(Records of labeled points)
****************************************
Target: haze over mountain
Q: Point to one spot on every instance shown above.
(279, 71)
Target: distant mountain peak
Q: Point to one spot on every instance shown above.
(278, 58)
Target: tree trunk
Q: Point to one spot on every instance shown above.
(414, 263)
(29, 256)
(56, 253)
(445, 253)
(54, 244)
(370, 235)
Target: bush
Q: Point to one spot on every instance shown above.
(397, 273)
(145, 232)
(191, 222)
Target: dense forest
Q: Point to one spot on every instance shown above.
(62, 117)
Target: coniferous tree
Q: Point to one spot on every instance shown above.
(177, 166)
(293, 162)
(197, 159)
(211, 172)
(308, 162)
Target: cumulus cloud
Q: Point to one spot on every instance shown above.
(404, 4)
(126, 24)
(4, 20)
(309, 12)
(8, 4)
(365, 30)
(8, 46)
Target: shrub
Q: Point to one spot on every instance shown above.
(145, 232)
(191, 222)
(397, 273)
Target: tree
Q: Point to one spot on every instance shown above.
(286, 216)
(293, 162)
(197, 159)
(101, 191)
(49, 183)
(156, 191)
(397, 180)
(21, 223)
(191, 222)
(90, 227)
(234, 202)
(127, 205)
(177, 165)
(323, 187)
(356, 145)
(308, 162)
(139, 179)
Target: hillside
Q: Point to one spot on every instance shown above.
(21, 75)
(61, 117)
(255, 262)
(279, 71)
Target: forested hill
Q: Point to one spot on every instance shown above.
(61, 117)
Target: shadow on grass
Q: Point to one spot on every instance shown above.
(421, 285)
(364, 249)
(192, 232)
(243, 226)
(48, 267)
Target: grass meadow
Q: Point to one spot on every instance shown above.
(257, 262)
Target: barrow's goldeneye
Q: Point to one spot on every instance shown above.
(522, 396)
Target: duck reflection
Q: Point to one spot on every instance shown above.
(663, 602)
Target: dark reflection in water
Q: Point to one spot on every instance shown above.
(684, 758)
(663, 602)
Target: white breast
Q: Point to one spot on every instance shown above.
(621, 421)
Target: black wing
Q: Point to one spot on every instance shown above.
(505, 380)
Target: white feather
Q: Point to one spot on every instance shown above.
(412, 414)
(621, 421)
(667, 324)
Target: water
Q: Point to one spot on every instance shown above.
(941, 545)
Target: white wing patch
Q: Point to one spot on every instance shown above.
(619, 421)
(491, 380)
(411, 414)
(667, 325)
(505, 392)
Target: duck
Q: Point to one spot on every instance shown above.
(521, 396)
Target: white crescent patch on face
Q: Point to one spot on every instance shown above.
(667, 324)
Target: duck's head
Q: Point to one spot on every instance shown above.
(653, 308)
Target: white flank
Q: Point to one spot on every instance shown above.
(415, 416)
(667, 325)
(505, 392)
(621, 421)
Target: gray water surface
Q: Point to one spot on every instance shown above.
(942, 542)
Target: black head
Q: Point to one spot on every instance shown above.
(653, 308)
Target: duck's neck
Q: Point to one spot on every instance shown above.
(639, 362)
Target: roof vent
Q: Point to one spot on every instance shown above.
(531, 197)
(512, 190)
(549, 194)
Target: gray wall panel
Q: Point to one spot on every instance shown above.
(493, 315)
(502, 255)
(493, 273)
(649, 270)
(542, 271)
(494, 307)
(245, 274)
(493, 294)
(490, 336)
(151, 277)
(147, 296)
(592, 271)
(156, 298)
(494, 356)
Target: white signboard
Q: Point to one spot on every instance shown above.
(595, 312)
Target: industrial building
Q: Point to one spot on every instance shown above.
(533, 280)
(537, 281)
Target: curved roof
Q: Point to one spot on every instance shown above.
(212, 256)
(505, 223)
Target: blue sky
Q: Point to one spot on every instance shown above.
****************************************
▸ EXERCISE PROMPT
Rewrite the records above, starting at the line that contains "Target: duck's neck" and ending at the last line of the records. Replace "roof vent" with "roof fan" and leave everything else as it is.

▸ RESULT FOR THIS EXERCISE
Target: duck's neck
Q: Point to one spot on every instance shown above.
(639, 362)
Target: roof fan
Q: Point to one spot on every instance shown above.
(531, 197)
(512, 190)
(549, 194)
Target: gray wall panel
Q: Point to one spot on every instance shown above.
(493, 315)
(502, 255)
(493, 273)
(649, 270)
(542, 271)
(494, 307)
(245, 274)
(493, 294)
(490, 336)
(151, 277)
(147, 296)
(592, 271)
(156, 298)
(494, 356)
Target: white signboard
Q: Point to one spot on every instance shown above.
(595, 312)
Target: industrial building
Q: Point to one spot on every instance shown above.
(533, 280)
(537, 281)
Target: curved roof
Q: Point to one spot on every instance shown above.
(212, 256)
(505, 223)
Target: blue sky
Q: Point to one spot on every instance shown above.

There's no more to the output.